◆ Document
=====
Overall, solid puzzle...
Medium Challenging.
Had DROPDOWN instead of ALACARTE for "like some menus" and SLOLUM instad of AVIATE for banking until I gave up both and figured it out.
PANZER was a good one, cause I kept thinking of tanks ala Oxygen or Think.
TOSSED instead of LEANED for "pitched" made me guess Ravi Shankar played either BASS or TAPS at woodstock.
Had CURB or CURE> Never did get CULL
Two other famous 41D:PAVAN(e)s are by Arbeau (Renaissance) and Fauré (1887). Both easily Googlable/Youtubable(?).
Why isn't 34D:DIERESIS spelled with a dieresis (on the first E)?
It's not often we see two consecutive K's in a word (29D:WEAKKNEED). I'll have to ask my bookkeeper if he knows of another example.
OK, I've yakked enough,
—NDE
@TwoPonies
Agree with your definition of CULL.
But think, "To get the best of" a group, you CULL out (remove) the worst ;-)
I chalk it up to "Saturday cluing".
.../Glitch
PS. Did anyone else take issue with LED for "Skippered"?
I had RAN, since it seems you skipper a craft but lead a group of people.
=====
◆ Dataset records
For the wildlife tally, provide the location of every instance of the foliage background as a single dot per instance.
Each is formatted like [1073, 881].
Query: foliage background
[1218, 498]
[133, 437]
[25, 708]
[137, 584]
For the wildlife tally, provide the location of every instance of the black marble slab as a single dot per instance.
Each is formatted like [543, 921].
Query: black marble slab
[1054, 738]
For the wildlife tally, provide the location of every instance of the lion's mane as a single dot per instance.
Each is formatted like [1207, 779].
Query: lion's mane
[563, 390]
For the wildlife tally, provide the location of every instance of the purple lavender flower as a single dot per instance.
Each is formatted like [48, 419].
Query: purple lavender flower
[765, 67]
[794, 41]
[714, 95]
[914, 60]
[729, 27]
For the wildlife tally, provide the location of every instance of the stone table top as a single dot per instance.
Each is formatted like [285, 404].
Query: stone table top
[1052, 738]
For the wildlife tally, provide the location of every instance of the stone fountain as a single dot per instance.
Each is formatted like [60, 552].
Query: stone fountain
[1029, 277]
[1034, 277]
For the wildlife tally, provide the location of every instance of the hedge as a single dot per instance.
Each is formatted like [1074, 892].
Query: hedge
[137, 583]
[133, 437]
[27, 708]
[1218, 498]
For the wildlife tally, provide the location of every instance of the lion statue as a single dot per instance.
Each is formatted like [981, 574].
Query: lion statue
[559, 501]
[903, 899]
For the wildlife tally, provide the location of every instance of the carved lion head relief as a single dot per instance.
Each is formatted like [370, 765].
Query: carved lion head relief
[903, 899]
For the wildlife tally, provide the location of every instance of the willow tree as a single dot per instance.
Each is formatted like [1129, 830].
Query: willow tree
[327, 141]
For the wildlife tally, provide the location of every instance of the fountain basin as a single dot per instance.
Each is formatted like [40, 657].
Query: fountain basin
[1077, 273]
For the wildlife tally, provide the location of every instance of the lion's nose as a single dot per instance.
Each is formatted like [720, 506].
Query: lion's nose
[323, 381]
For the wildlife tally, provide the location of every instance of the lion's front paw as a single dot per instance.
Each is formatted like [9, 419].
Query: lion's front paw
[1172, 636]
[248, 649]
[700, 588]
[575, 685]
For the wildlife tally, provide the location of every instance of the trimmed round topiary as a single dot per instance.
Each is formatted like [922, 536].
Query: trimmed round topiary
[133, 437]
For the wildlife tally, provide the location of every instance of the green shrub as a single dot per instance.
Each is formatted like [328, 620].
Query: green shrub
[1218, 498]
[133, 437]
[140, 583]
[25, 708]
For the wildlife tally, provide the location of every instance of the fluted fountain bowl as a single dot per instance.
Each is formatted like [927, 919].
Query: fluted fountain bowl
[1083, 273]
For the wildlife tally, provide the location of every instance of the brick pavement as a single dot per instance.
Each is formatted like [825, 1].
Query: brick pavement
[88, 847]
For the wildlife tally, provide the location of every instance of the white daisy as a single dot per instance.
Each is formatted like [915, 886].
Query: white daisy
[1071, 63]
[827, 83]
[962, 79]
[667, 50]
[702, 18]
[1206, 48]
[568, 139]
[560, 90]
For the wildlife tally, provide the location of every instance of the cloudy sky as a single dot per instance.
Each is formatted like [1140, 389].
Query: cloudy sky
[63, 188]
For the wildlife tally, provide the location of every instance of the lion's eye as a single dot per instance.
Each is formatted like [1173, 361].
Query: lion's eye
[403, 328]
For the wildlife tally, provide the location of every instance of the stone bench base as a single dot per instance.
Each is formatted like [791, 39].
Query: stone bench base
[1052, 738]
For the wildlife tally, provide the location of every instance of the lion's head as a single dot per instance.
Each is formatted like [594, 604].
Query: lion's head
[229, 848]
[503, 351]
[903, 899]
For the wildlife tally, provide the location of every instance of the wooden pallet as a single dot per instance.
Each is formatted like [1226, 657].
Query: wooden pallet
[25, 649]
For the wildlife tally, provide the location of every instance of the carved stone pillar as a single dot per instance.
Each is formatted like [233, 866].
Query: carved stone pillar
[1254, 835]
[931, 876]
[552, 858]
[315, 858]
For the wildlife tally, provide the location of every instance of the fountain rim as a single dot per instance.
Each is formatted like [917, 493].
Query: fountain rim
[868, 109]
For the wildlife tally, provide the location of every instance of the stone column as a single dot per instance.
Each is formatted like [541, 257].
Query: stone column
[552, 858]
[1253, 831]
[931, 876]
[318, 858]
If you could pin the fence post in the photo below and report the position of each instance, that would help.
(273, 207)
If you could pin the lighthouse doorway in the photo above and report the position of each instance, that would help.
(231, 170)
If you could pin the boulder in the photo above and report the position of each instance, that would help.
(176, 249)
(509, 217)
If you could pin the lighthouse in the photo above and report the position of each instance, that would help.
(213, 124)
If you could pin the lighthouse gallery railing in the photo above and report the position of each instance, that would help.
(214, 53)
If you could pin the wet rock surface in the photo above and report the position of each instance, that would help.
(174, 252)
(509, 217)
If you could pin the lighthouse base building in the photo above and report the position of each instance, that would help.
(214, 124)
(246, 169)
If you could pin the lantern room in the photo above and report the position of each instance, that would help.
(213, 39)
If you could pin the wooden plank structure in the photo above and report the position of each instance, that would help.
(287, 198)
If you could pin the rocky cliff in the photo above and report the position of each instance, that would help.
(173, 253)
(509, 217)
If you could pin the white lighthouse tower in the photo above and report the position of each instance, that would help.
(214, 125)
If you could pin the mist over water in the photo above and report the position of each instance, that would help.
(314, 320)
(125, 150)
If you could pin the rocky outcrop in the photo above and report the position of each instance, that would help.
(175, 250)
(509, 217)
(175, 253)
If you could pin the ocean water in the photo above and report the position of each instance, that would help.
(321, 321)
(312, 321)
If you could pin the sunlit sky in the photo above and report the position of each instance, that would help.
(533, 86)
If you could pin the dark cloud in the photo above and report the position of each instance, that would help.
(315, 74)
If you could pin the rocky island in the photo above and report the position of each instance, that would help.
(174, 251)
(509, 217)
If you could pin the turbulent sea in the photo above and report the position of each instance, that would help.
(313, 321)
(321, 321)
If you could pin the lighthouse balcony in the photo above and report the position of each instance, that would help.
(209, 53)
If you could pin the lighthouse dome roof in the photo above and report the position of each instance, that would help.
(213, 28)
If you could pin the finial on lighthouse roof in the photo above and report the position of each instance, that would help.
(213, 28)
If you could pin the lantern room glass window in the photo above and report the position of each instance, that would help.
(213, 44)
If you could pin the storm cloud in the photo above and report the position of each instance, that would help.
=====
◆ Problems to work on
- a) In the crossword comments, what answer did one commenter enter instead of LED for "Skippered"?
- b) Could you transcribe the records starting at the line that contains "If you could pin the lantern room glass" and continuing through the last line of the records?
The text and the records have nothing to do with each other.

◆ Answers provided
- a) RAN.

- b)
If you could pin the lantern room glass window in the photo above and report the position of each instance, that would help.
(213, 44)
If you could pin the storm cloud in the photo above and report the position of each instance, that would help.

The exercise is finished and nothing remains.